Substitute "marking" for "pinning" everywhere in the rows below and write them out again with nothing else changed. Leave the pictures out of your answer.

#### [Rows excerpted from a collection]
— Begin —

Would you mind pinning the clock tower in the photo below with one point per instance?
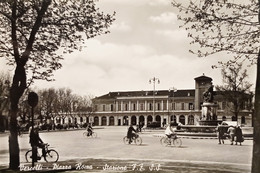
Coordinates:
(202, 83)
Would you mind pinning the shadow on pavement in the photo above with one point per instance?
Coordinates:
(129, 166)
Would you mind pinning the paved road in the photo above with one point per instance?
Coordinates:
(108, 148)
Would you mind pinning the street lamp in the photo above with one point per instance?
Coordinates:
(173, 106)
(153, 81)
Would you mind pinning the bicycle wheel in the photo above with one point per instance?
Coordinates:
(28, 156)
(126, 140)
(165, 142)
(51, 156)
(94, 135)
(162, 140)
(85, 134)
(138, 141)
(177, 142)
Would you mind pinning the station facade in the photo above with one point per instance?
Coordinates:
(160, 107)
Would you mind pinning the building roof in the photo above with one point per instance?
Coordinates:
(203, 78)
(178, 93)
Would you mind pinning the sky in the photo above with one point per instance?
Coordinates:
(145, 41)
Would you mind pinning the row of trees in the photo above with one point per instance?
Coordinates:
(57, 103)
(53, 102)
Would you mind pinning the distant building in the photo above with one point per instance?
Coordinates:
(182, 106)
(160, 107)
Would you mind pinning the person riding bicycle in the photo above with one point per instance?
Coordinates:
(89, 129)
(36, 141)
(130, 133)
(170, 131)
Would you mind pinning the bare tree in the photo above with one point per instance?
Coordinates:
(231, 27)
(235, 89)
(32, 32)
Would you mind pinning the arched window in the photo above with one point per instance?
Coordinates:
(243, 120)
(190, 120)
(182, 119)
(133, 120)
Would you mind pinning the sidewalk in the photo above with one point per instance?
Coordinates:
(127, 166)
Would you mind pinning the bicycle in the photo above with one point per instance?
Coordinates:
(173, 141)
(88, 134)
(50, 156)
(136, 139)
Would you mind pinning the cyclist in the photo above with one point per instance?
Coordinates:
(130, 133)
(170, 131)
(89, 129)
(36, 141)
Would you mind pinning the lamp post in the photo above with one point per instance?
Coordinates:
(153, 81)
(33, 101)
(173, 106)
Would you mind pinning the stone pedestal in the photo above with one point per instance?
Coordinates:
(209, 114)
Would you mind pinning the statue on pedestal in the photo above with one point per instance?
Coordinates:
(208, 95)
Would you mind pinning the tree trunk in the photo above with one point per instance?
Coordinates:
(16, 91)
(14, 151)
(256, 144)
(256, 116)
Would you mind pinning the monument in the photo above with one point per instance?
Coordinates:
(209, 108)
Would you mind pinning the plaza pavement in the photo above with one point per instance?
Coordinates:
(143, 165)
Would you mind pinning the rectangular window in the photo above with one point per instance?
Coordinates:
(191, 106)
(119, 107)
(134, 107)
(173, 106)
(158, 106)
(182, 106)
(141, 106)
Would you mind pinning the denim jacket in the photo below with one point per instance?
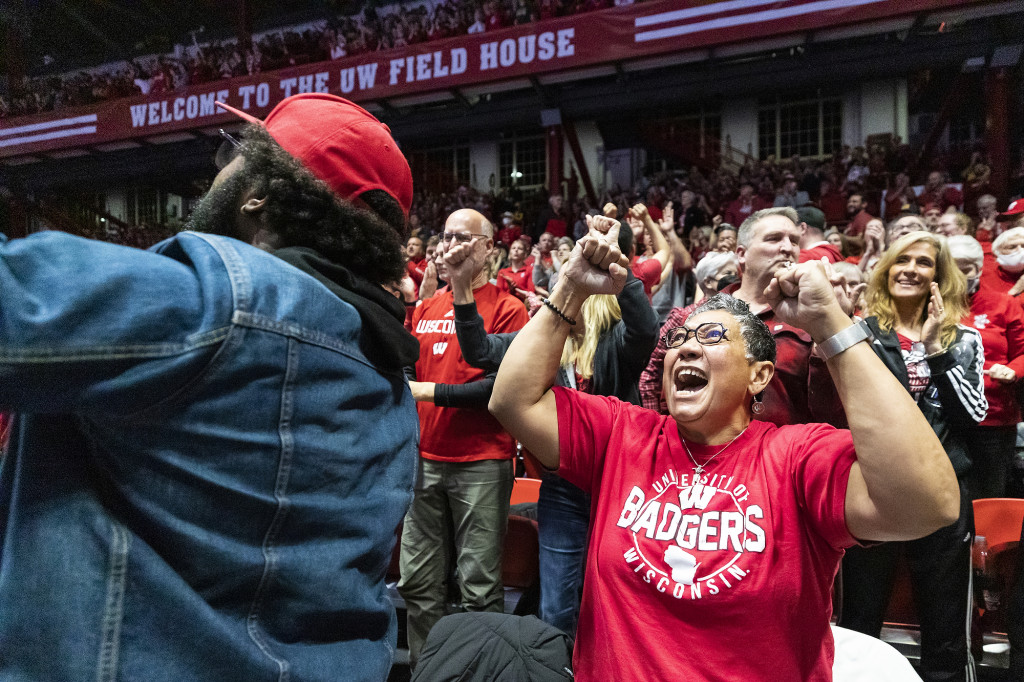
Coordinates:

— End —

#### [TASK SOLUTION]
Would you mind marking the clock tower in the photo below with one point per instance?
Coordinates:
(202, 83)
Would you mind marking the shadow on pavement in the photo above with one point per instance?
Coordinates:
(129, 166)
Would you mind marking the paved road in the photo above with one point per instance?
Coordinates:
(108, 148)
Would you mind marking the street lamp in the photo above with one point per instance?
Coordinates:
(173, 106)
(153, 81)
Would you mind marking the bicycle wheel in the photo above with one point per instance?
Coordinates:
(28, 156)
(126, 140)
(165, 142)
(51, 156)
(94, 135)
(162, 140)
(85, 134)
(138, 141)
(177, 142)
Would you mind marking the station facade in the photo above with one point per instance?
Coordinates:
(160, 107)
Would you mind marking the building roof in the photo above with one point per instance?
Coordinates:
(203, 78)
(178, 93)
Would you mind marking the sky in the photo above with one point per instance?
Coordinates:
(145, 41)
Would you mind marking the row of trees in the photo above with one point per instance?
Coordinates:
(57, 103)
(53, 102)
Would you mind marking the distant building in the photo above with one point per instance?
Coordinates:
(182, 106)
(160, 107)
Would you mind marking the person riding bicycle in the photo above with one point per instance?
Coordinates:
(89, 129)
(36, 141)
(130, 133)
(170, 131)
Would you mind marking the bare tree in the photo above with one point per instance?
Coordinates:
(231, 27)
(235, 89)
(32, 32)
Would you mind marking the arched window in the photo above with one point per instance?
Coordinates:
(243, 120)
(190, 120)
(182, 119)
(133, 120)
Would you mind marking the sidewalk in the photo above with one point per instance?
Coordinates:
(127, 166)
Would you mind marking the bicycle in the photo above with one point per instance?
Coordinates:
(173, 141)
(88, 134)
(50, 156)
(136, 139)
Would you mind marking the cyclist in the photo above with one point per instance?
Coordinates:
(130, 133)
(170, 131)
(89, 129)
(36, 141)
Would you mind marking the lamp post in the photo above with one point per instance?
Coordinates:
(153, 81)
(33, 101)
(173, 106)
Would you mind marking the stone pedestal in the photo above with one point per instance?
Coordinates:
(209, 114)
Would you mind marking the statue on pedestal in the photo above with one point per instance?
Coordinates:
(208, 95)
Would you mind marking the tree trunk in the photo above with one point per instance?
Coordinates:
(16, 91)
(14, 151)
(256, 144)
(256, 116)
Would you mind marking the monument in the photo above with one point per instance?
Coordinates:
(209, 108)
Would you mind marking the plaza pavement in the photo above with one point per instance?
Coordinates:
(143, 165)
Would you mind marking the rectangular window in the photo above with one point per instance?
Coordinates:
(191, 106)
(119, 107)
(134, 107)
(173, 106)
(158, 106)
(182, 106)
(141, 106)
Would you mind marking the denim jacket in the photo below with one point per instance?
Coordinates:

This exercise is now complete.